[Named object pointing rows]
--- Start ---
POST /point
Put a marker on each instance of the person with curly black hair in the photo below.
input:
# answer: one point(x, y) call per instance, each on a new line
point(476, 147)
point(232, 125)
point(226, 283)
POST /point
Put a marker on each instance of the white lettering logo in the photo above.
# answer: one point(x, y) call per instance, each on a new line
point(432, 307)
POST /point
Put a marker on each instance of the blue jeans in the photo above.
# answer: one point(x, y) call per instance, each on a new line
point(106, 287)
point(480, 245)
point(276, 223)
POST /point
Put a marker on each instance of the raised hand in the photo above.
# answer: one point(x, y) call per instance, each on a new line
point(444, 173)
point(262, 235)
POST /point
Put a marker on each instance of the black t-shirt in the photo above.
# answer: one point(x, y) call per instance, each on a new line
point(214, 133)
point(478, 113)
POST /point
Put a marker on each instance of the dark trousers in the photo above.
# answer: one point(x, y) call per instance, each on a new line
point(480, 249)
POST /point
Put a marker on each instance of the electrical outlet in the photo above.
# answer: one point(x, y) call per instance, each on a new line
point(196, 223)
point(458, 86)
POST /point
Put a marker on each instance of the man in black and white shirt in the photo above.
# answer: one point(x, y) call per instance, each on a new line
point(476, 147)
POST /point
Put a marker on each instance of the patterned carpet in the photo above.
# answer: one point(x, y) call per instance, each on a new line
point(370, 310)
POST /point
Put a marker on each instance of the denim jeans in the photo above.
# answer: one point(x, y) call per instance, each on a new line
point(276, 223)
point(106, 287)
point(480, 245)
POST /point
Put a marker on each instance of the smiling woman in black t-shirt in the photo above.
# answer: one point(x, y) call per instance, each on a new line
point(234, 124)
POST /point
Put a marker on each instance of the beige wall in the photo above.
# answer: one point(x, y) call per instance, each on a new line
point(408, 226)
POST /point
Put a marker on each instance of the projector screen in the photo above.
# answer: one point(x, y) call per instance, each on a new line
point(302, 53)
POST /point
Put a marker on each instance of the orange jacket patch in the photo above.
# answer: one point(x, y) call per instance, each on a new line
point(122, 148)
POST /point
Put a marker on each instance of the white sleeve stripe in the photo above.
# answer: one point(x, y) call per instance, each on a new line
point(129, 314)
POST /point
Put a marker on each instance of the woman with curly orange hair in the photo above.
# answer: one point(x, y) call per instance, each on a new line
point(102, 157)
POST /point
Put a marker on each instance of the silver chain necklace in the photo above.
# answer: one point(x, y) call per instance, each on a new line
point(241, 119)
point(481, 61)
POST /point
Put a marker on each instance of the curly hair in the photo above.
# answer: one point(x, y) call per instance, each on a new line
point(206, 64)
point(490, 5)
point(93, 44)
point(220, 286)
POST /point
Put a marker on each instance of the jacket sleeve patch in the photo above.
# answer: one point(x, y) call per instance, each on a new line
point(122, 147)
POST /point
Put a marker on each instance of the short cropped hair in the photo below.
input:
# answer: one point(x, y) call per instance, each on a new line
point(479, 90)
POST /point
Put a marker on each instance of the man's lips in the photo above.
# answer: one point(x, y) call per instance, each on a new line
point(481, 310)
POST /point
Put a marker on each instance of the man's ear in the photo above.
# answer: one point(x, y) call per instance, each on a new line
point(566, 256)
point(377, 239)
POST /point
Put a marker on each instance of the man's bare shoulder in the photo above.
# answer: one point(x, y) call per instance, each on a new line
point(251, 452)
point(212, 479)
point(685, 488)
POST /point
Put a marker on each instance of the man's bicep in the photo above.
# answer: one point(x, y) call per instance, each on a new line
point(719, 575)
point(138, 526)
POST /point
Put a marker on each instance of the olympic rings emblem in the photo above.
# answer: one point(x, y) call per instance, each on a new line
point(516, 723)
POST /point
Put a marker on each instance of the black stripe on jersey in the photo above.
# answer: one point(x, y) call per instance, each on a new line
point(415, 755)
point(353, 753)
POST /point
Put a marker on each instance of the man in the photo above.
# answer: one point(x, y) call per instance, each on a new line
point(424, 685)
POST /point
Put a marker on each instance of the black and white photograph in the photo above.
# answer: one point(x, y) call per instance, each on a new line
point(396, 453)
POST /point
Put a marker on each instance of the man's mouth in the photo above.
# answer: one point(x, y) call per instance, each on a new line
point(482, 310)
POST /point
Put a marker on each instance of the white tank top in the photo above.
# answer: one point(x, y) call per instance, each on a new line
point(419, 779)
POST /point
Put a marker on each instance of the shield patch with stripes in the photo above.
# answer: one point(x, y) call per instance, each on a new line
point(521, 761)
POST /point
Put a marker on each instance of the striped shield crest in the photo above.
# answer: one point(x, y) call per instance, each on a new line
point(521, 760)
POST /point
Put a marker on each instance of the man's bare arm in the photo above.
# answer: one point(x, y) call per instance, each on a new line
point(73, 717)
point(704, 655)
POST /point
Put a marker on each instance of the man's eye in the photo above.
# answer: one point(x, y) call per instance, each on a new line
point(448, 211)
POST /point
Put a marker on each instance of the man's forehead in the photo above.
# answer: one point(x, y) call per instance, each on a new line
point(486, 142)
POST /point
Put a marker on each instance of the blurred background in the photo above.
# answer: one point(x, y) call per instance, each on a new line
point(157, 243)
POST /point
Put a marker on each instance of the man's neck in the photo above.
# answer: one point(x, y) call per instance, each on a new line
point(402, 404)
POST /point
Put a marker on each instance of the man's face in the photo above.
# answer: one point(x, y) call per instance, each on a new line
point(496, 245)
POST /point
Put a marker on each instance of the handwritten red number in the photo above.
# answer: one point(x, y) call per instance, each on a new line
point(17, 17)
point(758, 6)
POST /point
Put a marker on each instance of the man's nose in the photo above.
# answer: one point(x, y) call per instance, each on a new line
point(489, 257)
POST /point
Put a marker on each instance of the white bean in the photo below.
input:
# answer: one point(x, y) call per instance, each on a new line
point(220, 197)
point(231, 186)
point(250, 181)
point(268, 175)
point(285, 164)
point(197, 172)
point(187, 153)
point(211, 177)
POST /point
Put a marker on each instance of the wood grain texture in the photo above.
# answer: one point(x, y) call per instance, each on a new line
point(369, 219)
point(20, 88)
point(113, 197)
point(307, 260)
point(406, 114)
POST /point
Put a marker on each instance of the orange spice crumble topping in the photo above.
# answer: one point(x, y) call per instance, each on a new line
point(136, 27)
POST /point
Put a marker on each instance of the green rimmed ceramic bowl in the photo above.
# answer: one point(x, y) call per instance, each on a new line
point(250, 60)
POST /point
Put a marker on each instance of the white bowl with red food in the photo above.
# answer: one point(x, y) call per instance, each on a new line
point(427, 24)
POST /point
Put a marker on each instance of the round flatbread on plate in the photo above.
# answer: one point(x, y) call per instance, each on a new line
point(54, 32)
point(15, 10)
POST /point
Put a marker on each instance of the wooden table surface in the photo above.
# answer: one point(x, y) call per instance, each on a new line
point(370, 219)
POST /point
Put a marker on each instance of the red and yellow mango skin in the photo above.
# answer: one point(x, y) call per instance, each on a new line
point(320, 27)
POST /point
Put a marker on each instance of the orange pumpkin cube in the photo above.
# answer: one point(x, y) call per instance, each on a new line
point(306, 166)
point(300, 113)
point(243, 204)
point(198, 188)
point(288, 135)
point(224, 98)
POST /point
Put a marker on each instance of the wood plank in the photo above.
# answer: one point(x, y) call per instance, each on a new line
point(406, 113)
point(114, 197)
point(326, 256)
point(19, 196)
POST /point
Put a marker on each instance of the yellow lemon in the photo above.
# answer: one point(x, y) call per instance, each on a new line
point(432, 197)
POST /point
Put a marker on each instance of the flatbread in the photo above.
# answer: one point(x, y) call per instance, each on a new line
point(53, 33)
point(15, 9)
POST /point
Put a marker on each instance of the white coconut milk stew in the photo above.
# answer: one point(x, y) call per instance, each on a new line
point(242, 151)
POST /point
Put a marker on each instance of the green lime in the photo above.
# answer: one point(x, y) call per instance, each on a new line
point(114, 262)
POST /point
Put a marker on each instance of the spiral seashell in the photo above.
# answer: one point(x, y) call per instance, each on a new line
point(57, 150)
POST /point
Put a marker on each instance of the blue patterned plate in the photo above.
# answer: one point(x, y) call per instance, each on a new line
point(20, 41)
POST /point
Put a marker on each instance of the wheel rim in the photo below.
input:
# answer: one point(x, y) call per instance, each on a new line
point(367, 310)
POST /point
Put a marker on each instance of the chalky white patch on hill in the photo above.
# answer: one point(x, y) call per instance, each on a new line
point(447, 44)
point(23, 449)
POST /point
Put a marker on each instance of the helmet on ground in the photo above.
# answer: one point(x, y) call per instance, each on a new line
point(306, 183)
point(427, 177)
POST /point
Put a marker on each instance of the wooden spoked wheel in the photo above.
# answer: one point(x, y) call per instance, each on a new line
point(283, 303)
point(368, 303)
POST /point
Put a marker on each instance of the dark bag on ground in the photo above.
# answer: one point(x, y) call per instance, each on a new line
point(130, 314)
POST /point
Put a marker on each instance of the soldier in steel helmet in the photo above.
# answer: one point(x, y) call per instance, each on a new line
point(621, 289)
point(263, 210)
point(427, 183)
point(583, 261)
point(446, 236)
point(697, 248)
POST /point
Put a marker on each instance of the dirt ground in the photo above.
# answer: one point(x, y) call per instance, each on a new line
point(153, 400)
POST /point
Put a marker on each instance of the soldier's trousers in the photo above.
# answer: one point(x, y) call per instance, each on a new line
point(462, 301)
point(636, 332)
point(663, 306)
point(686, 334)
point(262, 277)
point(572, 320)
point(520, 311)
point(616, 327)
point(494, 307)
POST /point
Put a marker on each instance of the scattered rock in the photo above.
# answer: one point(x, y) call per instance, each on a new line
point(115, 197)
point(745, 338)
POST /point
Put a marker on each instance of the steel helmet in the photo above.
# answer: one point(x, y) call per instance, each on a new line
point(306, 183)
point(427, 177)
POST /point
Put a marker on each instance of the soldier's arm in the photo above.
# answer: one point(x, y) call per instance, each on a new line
--- End ---
# [What you need to do]
Rewrite the rows from the start through the line that contains "point(262, 235)", renaming "marker" to "pin" everywhere and leaving everything else unchanged.

# [Answer to the problem]
POST /point
Put a pin on each instance of the person with curly black hair in the photo below.
input:
# answer: one point(x, y) call per instance, each on a new line
point(476, 147)
point(232, 125)
point(226, 283)
POST /point
Put a pin on each instance of the white lettering logo in the photo above.
# answer: one point(x, y) call per instance, each on a new line
point(432, 307)
POST /point
Put a pin on each instance of the blue jeans in the photo above.
# answer: one point(x, y) call per instance, each on a new line
point(106, 287)
point(480, 245)
point(276, 223)
POST /point
Put a pin on each instance of the raised hand in the photo above.
# answer: one point(x, y) call per instance, each on a new line
point(444, 173)
point(262, 235)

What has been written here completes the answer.